Set every one of the entries below into a numbered list, leaving out any blank lines.

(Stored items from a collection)

>> Begin

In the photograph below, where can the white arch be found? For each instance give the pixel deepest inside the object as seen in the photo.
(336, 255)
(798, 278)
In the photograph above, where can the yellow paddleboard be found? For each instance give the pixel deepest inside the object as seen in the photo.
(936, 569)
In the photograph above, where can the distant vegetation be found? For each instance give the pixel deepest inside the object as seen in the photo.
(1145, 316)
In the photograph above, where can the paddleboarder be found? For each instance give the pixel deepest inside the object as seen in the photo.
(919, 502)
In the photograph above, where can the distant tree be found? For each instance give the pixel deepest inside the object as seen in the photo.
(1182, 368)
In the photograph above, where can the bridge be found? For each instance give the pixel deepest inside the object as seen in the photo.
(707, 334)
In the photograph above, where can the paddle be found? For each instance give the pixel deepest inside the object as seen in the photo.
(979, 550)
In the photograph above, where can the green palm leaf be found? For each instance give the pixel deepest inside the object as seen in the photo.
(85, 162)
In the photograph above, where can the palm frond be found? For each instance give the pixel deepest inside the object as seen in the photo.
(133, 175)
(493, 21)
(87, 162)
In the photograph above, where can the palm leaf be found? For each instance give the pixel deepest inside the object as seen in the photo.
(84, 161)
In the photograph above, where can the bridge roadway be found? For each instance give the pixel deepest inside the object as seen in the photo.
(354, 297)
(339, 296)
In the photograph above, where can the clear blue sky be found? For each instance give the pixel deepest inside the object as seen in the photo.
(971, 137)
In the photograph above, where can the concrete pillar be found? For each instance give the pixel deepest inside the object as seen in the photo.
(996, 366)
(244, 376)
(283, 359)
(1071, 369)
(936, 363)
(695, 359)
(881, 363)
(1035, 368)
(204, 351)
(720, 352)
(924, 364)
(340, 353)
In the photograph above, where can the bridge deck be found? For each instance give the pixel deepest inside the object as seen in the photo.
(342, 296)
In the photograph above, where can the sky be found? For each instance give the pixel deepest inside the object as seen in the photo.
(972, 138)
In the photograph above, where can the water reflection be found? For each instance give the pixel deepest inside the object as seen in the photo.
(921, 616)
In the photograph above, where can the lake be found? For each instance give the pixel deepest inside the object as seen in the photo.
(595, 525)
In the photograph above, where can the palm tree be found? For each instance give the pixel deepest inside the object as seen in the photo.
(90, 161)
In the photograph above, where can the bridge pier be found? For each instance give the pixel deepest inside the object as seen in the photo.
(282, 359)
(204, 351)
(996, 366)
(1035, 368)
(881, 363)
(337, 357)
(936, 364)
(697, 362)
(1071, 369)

>> End

◆ REPLY TO THE EXERCISE:
1. In the photograph below, where can the white arch be found? For each instance give the pixel deepest inside the object as seen in the photo.
2. (336, 255)
3. (798, 278)
4. In the photograph above, where can the yellow paddleboard be found? For each instance give the pixel deepest inside the object as seen in the photo.
5. (936, 569)
6. In the photograph above, where can the distant vegetation be found? For each instance give the pixel deepest inside the object as seen in the photo.
7. (1145, 316)
8. In the photograph above, where can the paddleboarder be found? For each instance give the pixel deepest inside the object as seen in the photo.
9. (919, 502)
10. In the photograph above, where can the distant tree be found? For each instance give the pixel deepest inside the object as seen in the photo.
11. (1182, 368)
12. In the photograph above, where can the bridge be found? For each instance give the pixel deepest inside the object as seen in the photo.
13. (707, 334)
14. In the photograph above, where can the paddle be found? For each instance give the pixel deepest inside the object as seen in the photo.
15. (979, 550)
16. In the photograph above, where can the green palm leaf be found? For each instance give the pixel deepest inside the object as seen in the photo.
17. (85, 162)
18. In the photograph above, where can the palm frond be found? For each instance give the pixel deepest inside the object as seen in the photo.
19. (133, 175)
20. (493, 21)
21. (87, 162)
22. In the photograph above, where can the palm leaf be found? For each instance give the pixel deepest inside the object as seen in the photo.
23. (84, 161)
24. In the photograph above, where can the bridge roadway be found? For each instance give the pixel deepest inside the object as seen in the photo.
25. (354, 297)
26. (339, 296)
27. In the photograph above, where can the clear blue sky be found? For each instance give the pixel deepest inside the object as seen in the photo.
28. (971, 137)
29. In the photograph above, where can the concrete pillar be found? For each instance give the pixel deepest inside the object as seen in the photo.
30. (996, 366)
31. (244, 376)
32. (283, 359)
33. (1071, 369)
34. (936, 363)
35. (695, 359)
36. (881, 363)
37. (1035, 368)
38. (204, 351)
39. (720, 352)
40. (924, 364)
41. (340, 353)
42. In the photograph above, where can the bridge deck be found? For each instance give the pixel deepest inside the object as seen in the photo.
43. (342, 296)
44. In the photograph above, where can the sky be found? For each instance give the pixel deepest inside the object as seen in the photo.
45. (972, 138)
46. In the photograph above, where can the water reflection be found? For each instance give the pixel deepest inside the object as seen in the photo.
47. (921, 616)
48. In the photograph above, where can the lake be found? For each instance give the pixel deepest inside the object as seen in the photo.
49. (595, 525)
50. In the photograph above, where can the palm tree be found? For each instance give the pixel deepest inside the object as seen in the photo.
51. (90, 161)
52. In the photograph above, where can the bridge pier be found? For each instance give the pixel deepest inside the object as seen in the photo.
53. (282, 359)
54. (204, 351)
55. (996, 366)
56. (1035, 368)
57. (881, 363)
58. (337, 357)
59. (936, 364)
60. (697, 362)
61. (1071, 369)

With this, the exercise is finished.